(Saved data entries)
------------------------------

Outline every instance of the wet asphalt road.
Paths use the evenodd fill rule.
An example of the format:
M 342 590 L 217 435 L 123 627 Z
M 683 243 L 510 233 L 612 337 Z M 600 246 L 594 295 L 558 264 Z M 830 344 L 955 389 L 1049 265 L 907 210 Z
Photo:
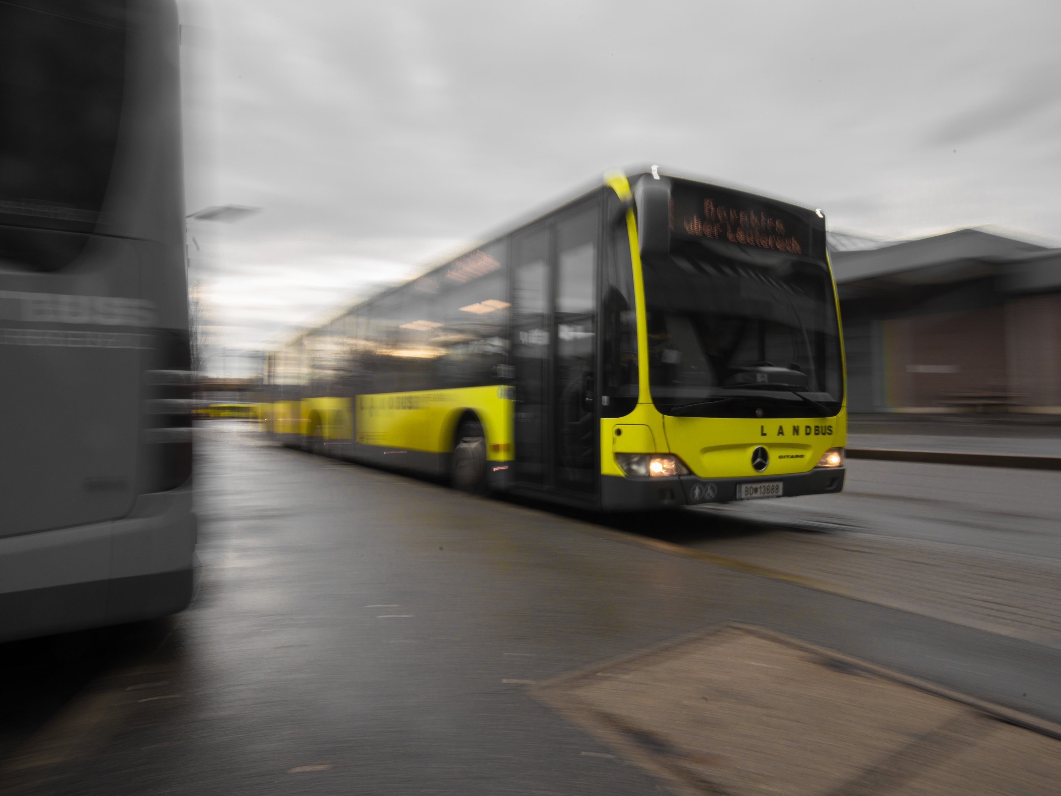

------------------------------

What you will do :: Write out the material above again with "gravel path" substituted for "wet asphalt road" and everything else left as is. Omit the pictures.

Solution for this problem ::
Outline every instance of the gravel path.
Paths use the evenodd fill rule.
An example of the format:
M 342 590 L 217 435 L 123 627 Z
M 683 243 L 510 233 L 612 337 Z M 600 246 L 594 295 L 558 264 Z M 830 344 L 955 389 L 1049 265 L 907 210 Z
Photo:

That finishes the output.